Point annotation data
☆ ☆ ☆ ☆
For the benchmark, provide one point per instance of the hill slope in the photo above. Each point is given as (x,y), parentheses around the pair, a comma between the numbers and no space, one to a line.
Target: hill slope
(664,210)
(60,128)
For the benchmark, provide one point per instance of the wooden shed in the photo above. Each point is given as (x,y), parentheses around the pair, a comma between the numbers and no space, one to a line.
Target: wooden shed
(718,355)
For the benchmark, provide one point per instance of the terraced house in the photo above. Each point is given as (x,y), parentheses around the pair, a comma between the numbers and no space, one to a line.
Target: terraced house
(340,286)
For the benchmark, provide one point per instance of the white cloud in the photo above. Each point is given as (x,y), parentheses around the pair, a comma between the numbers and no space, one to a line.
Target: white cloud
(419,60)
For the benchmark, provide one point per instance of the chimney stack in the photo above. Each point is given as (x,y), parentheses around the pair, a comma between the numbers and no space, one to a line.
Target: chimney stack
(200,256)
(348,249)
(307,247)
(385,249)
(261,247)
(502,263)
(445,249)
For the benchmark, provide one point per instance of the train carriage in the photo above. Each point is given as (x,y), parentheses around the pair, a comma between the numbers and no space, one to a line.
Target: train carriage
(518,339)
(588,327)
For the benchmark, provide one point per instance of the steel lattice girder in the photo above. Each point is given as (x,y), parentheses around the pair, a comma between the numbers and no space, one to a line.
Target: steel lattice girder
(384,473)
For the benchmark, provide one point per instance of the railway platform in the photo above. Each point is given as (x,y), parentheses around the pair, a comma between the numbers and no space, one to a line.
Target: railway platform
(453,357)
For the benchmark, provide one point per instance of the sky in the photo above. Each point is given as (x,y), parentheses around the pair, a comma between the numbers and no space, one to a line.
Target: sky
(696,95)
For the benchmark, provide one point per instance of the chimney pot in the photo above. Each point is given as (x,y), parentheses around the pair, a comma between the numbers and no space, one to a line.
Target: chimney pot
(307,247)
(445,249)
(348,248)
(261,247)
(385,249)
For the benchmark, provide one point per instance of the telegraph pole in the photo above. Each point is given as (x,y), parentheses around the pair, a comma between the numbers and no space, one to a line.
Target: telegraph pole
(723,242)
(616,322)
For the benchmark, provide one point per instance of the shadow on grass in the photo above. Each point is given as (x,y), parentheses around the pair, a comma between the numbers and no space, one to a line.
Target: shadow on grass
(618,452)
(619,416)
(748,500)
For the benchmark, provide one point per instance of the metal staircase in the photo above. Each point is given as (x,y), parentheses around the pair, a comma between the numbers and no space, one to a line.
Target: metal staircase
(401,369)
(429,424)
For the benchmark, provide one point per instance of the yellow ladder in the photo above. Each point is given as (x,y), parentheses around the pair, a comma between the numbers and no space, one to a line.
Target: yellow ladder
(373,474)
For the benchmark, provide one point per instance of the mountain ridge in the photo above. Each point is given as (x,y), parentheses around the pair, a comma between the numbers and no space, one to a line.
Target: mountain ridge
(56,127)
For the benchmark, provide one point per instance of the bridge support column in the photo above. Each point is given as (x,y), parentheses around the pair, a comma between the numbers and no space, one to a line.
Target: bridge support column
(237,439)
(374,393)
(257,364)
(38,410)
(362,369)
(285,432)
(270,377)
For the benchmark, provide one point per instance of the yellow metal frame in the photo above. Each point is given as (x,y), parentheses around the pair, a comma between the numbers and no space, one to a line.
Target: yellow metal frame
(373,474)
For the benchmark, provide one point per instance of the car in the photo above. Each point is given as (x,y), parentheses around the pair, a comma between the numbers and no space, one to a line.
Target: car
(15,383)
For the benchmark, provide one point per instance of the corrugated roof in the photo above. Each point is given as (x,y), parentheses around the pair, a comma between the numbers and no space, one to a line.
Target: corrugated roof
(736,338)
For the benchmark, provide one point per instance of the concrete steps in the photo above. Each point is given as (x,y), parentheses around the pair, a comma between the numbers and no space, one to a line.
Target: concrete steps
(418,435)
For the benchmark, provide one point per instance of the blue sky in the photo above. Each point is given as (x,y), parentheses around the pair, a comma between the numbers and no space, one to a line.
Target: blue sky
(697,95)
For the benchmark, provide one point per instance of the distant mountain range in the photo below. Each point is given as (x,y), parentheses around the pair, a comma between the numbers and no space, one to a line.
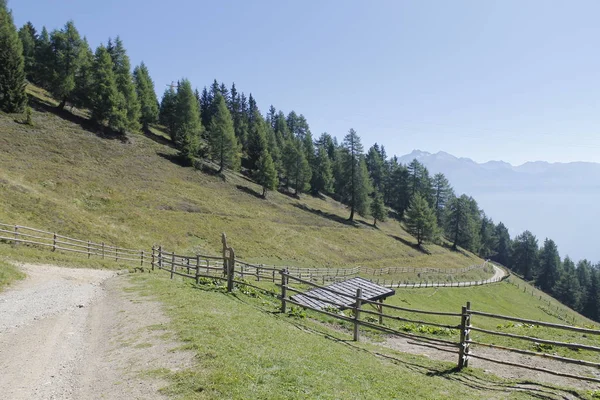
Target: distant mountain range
(556,200)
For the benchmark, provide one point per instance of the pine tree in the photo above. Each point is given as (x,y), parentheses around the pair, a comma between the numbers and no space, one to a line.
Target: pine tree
(257,139)
(548,272)
(375,167)
(125,84)
(28,36)
(460,226)
(44,60)
(188,126)
(12,65)
(524,258)
(567,288)
(223,146)
(104,96)
(378,211)
(266,174)
(66,46)
(442,193)
(144,87)
(296,166)
(503,246)
(357,186)
(84,77)
(167,114)
(420,220)
(322,175)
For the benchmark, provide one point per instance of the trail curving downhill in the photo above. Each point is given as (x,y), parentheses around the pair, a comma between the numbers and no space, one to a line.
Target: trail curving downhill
(70,333)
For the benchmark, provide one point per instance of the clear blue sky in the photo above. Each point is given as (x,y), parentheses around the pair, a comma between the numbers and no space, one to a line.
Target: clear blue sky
(511,80)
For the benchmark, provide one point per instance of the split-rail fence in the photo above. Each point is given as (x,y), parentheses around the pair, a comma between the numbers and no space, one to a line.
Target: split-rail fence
(227,268)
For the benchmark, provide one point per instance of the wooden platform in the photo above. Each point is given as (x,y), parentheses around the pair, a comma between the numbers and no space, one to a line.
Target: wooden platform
(370,291)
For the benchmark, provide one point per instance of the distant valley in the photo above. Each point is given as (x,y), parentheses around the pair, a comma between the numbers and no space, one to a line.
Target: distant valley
(555,200)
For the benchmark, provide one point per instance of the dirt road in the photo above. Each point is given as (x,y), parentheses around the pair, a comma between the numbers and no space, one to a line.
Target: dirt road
(79,334)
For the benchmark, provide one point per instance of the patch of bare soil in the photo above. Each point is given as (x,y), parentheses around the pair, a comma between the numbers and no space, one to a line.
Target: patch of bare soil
(534,382)
(81,334)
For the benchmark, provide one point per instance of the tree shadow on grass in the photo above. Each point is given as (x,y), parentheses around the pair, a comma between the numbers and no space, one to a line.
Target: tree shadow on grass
(330,216)
(157,138)
(249,191)
(410,244)
(86,124)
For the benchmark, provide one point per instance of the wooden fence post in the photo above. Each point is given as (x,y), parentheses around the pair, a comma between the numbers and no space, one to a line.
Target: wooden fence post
(230,269)
(159,257)
(465,336)
(284,282)
(197,269)
(153,257)
(172,263)
(357,314)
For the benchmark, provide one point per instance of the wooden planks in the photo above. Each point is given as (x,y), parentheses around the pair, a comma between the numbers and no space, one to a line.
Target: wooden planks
(345,295)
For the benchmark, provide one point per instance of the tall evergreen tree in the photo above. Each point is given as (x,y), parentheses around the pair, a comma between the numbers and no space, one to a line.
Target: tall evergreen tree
☆ ☆ ☆ ☆
**TASK TO COMPLETE**
Rewrite the lines above as a numbered list, omitting any blank lines and leaving the pictures out of your answer.

**FINISHED ANSWER**
1. For the benchmark, provide one point per instance of the hill slope in the photo above. Each point is given as (x,y), parentheses around the pair, a comma between the numbers and no space, one to a line.
2. Target: hill slope
3. (664,210)
4. (60,128)
5. For the benchmark, provide one point per instance of the wooden shed in the photo above. Each point is given as (x,y), parentheses around the pair, a comma between the numbers and no space, one to a line.
6. Target: wooden shed
7. (718,355)
8. For the benchmark, provide one point per instance of the terraced house in the photo above. Each point is given as (x,y), parentheses around the pair, a comma between the numbers and no space, one to a line.
9. Target: terraced house
10. (340,286)
11. For the benchmark, provide one point per instance of the white cloud in the photo above. Each point is given as (x,y), parentheses around the pair, a comma between the numbers and no space, one to a line.
12. Target: white cloud
13. (419,60)
14. For the benchmark, provide one point per instance of the chimney stack in the photo above. Each point is given as (x,y), parentheses around the pair, a comma between the numbers and no space, one to a line.
15. Target: chimney stack
16. (200,256)
17. (348,249)
18. (307,247)
19. (385,249)
20. (261,247)
21. (502,263)
22. (445,249)
23. For the benchmark, provide one point per instance of the train carriage in the photo above. Each point is given as (x,y), parentheses around the pair, a comma between the numbers and no space, one to a line.
24. Target: train carriage
25. (518,339)
26. (588,327)
27. For the benchmark, provide one point per instance of the steel lattice girder in the photo above. Each point is given as (x,y), parentheses around the pair, a comma between the numbers and no space, one to a line.
28. Target: steel lattice girder
29. (384,473)
30. For the benchmark, provide one point per instance of the railway platform in the photo above. Each point is given as (x,y), parentheses around the pair, a comma between the numbers and no space, one to a line.
31. Target: railway platform
32. (453,357)
33. For the benchmark, provide one point per instance of the sky in the photo above. Each point is given as (x,y), parentheses around the pair, a comma between the numbers and no space, one to a line.
34. Target: sky
35. (696,95)
36. For the benchmark, provide one point per instance of the chimney pot in the photo above. Each point is given as (x,y), parentheses around the pair, a comma between the numbers and no space, one to a line.
37. Target: chimney pot
38. (307,247)
39. (445,249)
40. (348,248)
41. (261,247)
42. (385,249)
43. For the benchmark, provide one point per instance of the telegraph pole in the photo above. Each point is given as (x,y), parentheses around the pair, a comma between the numbers and no space, one to a line.
44. Target: telegraph pole
45. (723,242)
46. (616,322)
47. For the benchmark, provide one point per instance of the shadow on grass in the photo above. Each point is given as (x,y), parentheses around the pair, a comma between the numbers and no space, one to a line.
48. Target: shadow on grass
49. (618,452)
50. (619,416)
51. (748,500)
52. For the benchmark, provide one point per instance of the metal staircase in the photo above. Each point is given as (x,y), parentheses around the pair, a comma between the numbers and no space, one to a line.
53. Target: metal staircase
54. (401,369)
55. (429,424)
56. For the benchmark, provide one point per instance of the yellow ladder in the photo above. Each point is given as (x,y), parentheses around the pair, a comma between the numbers and no space, one to a line.
57. Target: yellow ladder
58. (373,474)
59. For the benchmark, provide one point per instance of the mountain ridge in the photo above. Each point is given as (x,y), parentheses around the pair, a comma between the numbers and no space, one to a line.
60. Target: mountain ridge
61. (56,127)
62. For the benchmark, provide one point per instance of the bridge support column in the photo above. Each point is given as (x,y), parentheses around the pair, a comma between the numbers and no space, one to a line.
63. Target: bridge support column
64. (237,439)
65. (374,393)
66. (257,364)
67. (38,410)
68. (362,369)
69. (285,432)
70. (270,377)
71. For the benchmark, provide one point per instance of the yellow metal frame in the photo above. Each point is given as (x,y), parentheses around the pair, a comma between the numbers and no space, one to a line.
72. Target: yellow metal frame
73. (373,474)
74. For the benchmark, provide one point per instance of the car in the photo above. Each point is given as (x,y), parentheses around the pair, a comma between the numbers and no space, one to a line.
75. Target: car
76. (15,383)
77. For the benchmark, provide one point per instance of the corrugated roof in the photo above. Each point is given as (x,y), parentheses around the pair, a comma between the numbers and no space, one to a line.
78. Target: corrugated roof
79. (736,338)
80. For the benchmark, provide one point per instance of the concrete steps in the photo above. Each point is given as (x,y), parentheses around the pair, a comma between the numbers and no space, one to a line.
81. Target: concrete steps
82. (418,435)
83. For the benchmark, provide one point per instance of the blue sky in the photo above. Each point is given as (x,y), parentheses around the pair, a comma between the numbers and no space, one to a line.
84. Target: blue sky
85. (697,95)
86. For the benchmark, provide one point per instance of the distant mountain range in the photo below. Each point is given as (x,y), parentheses around the pair, a comma between the numbers and no space, one to a line.
87. Target: distant mountain range
88. (556,200)
89. For the benchmark, provide one point per instance of the pine tree in the photo above. Each point is given as (x,y), parentheses around the pair, a comma between the numbers and no space, one to a line.
90. Target: pine tree
91. (257,139)
92. (548,272)
93. (375,167)
94. (125,84)
95. (28,36)
96. (460,226)
97. (44,60)
98. (188,126)
99. (12,65)
100. (524,258)
101. (567,288)
102. (223,146)
103. (104,96)
104. (378,211)
105. (266,174)
106. (66,46)
107. (442,193)
108. (144,87)
109. (296,166)
110. (503,246)
111. (357,186)
112. (84,77)
113. (167,114)
114. (420,220)
115. (322,175)
116. For the benchmark, provide one point per instance of the trail curving downhill in the photo above. Each point is given as (x,y), parentheses around the pair, a comma between the numbers and no space, one to a line.
117. Target: trail curving downhill
118. (70,333)
119. For the benchmark, provide one point per instance of the clear blue sky in the photo above. Each point is given as (x,y), parentheses around the pair, a comma between the numbers and no space, one to a line.
120. Target: clear blue sky
121. (511,80)
122. For the benchmark, provide one point per instance of the split-rail fence in the photo above. Each point is given as (x,y), parentheses around the pair, a comma between the numbers and no space, one to a line.
123. Target: split-rail fence
124. (227,268)
125. For the benchmark, provide one point per instance of the wooden platform in the photo above. Each point is given as (x,y), parentheses around the pair, a comma between the numbers and no space, one to a line.
126. Target: wooden platform
127. (370,291)
128. For the benchmark, provide one point per instance of the distant valley in the photo above. Each point is given as (x,y), parentheses around the pair, a comma between the numbers and no space, one to a line.
129. Target: distant valley
130. (555,200)
131. For the benchmark, provide one point per instance of the dirt road in the photo above. Each point is given as (x,y), parentheses around the pair, a comma between the numbers and no space, one to a line.
132. Target: dirt road
133. (79,334)
134. For the benchmark, provide one point per instance of the patch of bare soil in the photo above. Each point is given as (x,y), parentheses around the pair, a comma between the numbers and no space, one to a line.
135. Target: patch of bare soil
136. (534,382)
137. (81,334)
138. For the benchmark, provide one point per instance of the tree shadow on grass in the photo above. Each point is given as (x,y), parentheses around the pair, a comma between the numbers and no space, one to a line.
139. Target: tree shadow on grass
140. (330,216)
141. (157,138)
142. (249,191)
143. (410,244)
144. (86,124)
145. For the benchmark, provide one point per instance of the wooden fence post in the photo above. Each point is given as (x,y), parentheses around the pair, a comma between the numbers and no space, one to a line.
146. Target: wooden fence post
147. (230,269)
148. (159,257)
149. (465,336)
150. (284,282)
151. (197,269)
152. (153,257)
153. (172,263)
154. (357,314)
155. For the benchmark, provide one point per instance of the wooden planks in the photo above. Each point is given as (x,y), parentheses around the pair, a comma between the numbers and no space, one to a line.
156. Target: wooden planks
157. (345,295)
158. For the benchmark, provide one point per instance of the tall evergreen tree in the photo above. Each point is given as (x,y), parentheses around the pair, a comma between the numbers and no space, one to a line.
159. Target: tall evergreen tree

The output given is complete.